### Selected extract
====
Assessment and Evaluation


Educational Measurement


Interpreting student learning

Principal Metaphors

The word “evaluation” is derived from Old French, é + value, “out + worth = appraise.” The notion was first used in commerce and later picked up as a metaphor by educators. That is, assigning a mark was originally understood as analogous to determining the worth of a product. In a similar vein, the word “assessment” is derived from the Medieval Latin assessare, “set a tax upon,” and so it originally had almost the same meaning as evaluation. As it turns out, almost all of the terms associated with formal review of student learning are anchored to this emphasis. Others include:
  • Grading – adapted from the practice of ranking manufactured goods according to quality (i.e., how well they meet pre-defined standards). It is derived from the Middle English gree, “step or degree in a series,” which traces back to the Latin gradus, “step.”
  • Scoring – similar in meaning to grading within both education and business, it derives from the act of making notches or incisions (i.e., to signal different levels of quality). It traces back to the Proto-Germanic skura, “to cut,” which is also the root of scar and shear.
  • Marking – adapted from the practice of placing prices on items for sale. The word traces back to and across a range of European languages, originally referring to specifying borders and indicating margins.
This cluster of associations dominates conceptions and practices of assessment in contemporary schools – but it’s important to recognize that it doesn’t stand alone. Rather, this cluster is part of a grander flock of associations in which knowledge is characterized, metaphorically, as an objectively real thing. A small piece of a cascade of associations and entailments is:
  • Knowledge is a thing
  • Learning is acquiring that thing
  • Assessment and evaluation are about determining/assigning worth (of/to that thing).
Again, the above points to the core of the currently dominant cluster of associations that frame assessment. Here are some other flocks of association that might lead to other attitudes toward assessment:

Knowledge is a fluid → Learning is soaking up the fluid → Assessment is a measure of the learner’s capacity (to hold that fluid).

Knowledge is out there → Learning is internalizing → Assessment rates the accuracy of internalized representations.

Knowledge is a goal → Learning is progressing toward (and ultimately attaining) that goal → Assessment tracks achieved goals and progress toward other goals.
====
### Provided records
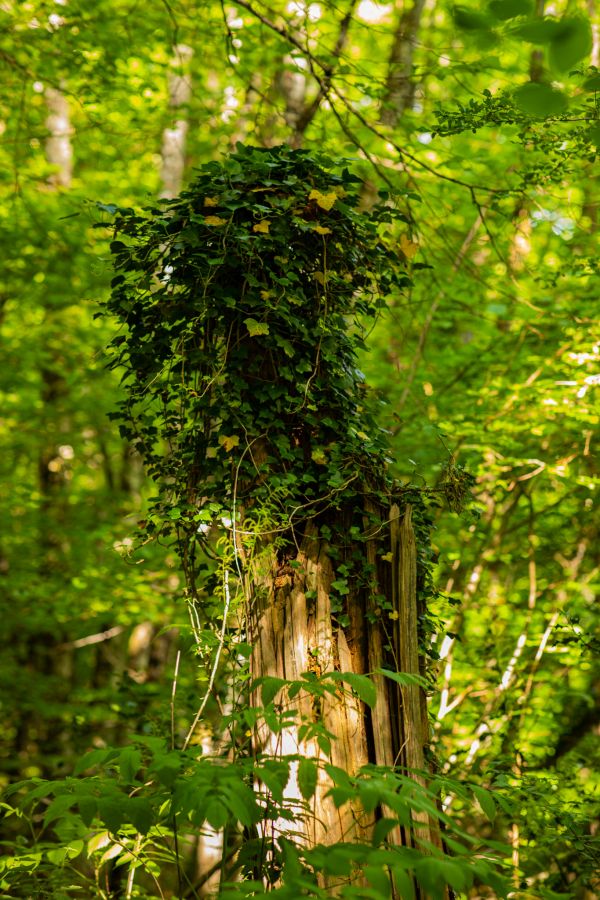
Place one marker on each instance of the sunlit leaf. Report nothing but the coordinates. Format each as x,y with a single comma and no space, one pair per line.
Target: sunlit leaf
540,100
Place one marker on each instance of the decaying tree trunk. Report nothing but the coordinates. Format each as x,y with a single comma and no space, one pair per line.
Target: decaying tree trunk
249,338
294,631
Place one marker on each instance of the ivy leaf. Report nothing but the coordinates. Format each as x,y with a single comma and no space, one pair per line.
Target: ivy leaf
594,135
485,800
538,31
87,809
325,201
271,685
229,441
62,854
130,759
307,778
470,19
510,9
408,247
540,100
256,328
572,43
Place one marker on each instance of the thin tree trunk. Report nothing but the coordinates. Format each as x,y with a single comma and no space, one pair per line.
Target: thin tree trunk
174,138
400,85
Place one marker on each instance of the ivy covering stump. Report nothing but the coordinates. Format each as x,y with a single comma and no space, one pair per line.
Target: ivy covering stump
244,303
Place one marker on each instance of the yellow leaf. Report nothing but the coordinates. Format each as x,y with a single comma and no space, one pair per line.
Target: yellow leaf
229,442
408,247
325,201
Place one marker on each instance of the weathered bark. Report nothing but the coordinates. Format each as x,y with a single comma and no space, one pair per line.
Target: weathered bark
292,634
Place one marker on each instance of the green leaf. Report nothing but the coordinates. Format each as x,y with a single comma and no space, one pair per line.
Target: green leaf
130,759
139,813
403,678
540,100
470,19
485,800
594,135
307,777
113,812
510,9
572,43
256,328
58,807
87,809
216,813
67,851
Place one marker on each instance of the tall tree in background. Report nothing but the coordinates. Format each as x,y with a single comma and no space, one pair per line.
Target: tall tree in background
492,351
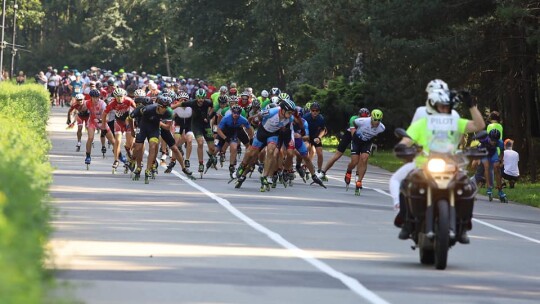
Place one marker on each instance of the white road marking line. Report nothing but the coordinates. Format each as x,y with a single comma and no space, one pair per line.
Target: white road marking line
348,281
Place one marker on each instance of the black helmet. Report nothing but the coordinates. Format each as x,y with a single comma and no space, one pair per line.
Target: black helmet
494,134
94,93
143,100
163,100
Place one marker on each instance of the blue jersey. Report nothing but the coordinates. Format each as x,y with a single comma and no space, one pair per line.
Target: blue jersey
228,122
316,124
491,147
272,122
297,128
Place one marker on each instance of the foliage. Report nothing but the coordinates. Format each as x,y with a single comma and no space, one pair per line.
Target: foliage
24,182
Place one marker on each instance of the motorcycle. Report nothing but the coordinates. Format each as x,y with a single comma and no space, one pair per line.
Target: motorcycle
437,200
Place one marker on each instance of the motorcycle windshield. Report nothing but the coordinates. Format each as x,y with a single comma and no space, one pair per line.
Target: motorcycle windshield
443,133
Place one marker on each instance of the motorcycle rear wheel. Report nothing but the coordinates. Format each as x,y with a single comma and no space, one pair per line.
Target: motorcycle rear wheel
442,238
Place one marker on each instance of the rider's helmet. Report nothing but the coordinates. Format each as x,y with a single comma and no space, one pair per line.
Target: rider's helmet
233,99
143,100
223,99
275,91
435,97
376,115
163,100
119,92
315,106
300,111
139,93
256,103
494,134
201,93
287,105
436,84
183,95
283,96
94,93
363,112
236,109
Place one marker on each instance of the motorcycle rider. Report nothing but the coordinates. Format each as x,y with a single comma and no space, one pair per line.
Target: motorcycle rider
439,100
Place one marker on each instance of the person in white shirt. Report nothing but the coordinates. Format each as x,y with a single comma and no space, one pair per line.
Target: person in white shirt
510,169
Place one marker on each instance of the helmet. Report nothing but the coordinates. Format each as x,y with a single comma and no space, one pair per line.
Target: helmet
233,98
436,97
94,93
143,100
494,134
236,109
287,105
119,92
300,110
163,100
139,93
436,84
183,95
172,95
315,106
363,112
223,99
376,114
283,96
201,93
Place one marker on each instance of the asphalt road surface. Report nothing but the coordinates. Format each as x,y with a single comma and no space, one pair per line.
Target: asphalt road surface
179,241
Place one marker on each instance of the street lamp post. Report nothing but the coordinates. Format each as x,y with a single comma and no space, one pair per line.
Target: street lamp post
2,43
13,49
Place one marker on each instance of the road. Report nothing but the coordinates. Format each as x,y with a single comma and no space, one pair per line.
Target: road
178,241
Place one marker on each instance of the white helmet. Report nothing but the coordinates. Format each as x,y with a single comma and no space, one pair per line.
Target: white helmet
437,97
436,84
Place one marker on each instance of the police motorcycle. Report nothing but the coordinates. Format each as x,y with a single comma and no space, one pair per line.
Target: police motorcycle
437,198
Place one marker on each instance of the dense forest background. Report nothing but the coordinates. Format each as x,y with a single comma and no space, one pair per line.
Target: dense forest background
309,48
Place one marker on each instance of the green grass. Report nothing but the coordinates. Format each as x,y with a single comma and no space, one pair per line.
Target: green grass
525,192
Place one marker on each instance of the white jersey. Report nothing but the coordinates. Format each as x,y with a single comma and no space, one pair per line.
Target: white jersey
365,131
511,159
421,112
183,112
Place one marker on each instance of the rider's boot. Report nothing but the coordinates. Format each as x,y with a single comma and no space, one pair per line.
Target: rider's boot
265,186
147,175
358,187
232,169
170,166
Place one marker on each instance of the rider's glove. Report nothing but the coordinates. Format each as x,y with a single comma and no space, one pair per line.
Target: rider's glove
467,99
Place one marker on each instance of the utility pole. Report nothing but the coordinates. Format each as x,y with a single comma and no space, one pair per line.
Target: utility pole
13,49
2,43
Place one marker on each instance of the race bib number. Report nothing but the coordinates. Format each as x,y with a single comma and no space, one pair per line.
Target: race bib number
442,123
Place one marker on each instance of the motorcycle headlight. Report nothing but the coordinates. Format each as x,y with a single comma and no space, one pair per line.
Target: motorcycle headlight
436,165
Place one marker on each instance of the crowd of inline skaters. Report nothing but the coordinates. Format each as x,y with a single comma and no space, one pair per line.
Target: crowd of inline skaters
280,139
====
### To be done
1. According to the text on assessment and evaluation, why did the word "assessment" at first mean almost the same thing as "evaluation"? Answer in one to three sentences.
2. Decide whether each statement agrees with the text on assessment and evaluation, answering yes or no and quoting the words from the text that settle it: (a) "Grading" traces back to the Latin word for "step." (b) "Marking" was adapted from the practice of ranking manufactured goods by quality. (c) The commerce-based cluster of associations stands alone.

### Per-task answers
1. "Assessment" comes from the Medieval Latin assessare, meaning "set a tax upon." Because of that root, it originally meant almost the same as "evaluation," which means "appraise."

2.
(a) Yes: "which traces back to the Latin gradus, “step.”"
(b) No: "Marking – adapted from the practice of placing prices on items for sale."
(c) No: "it’s important to recognize that it doesn’t stand alone."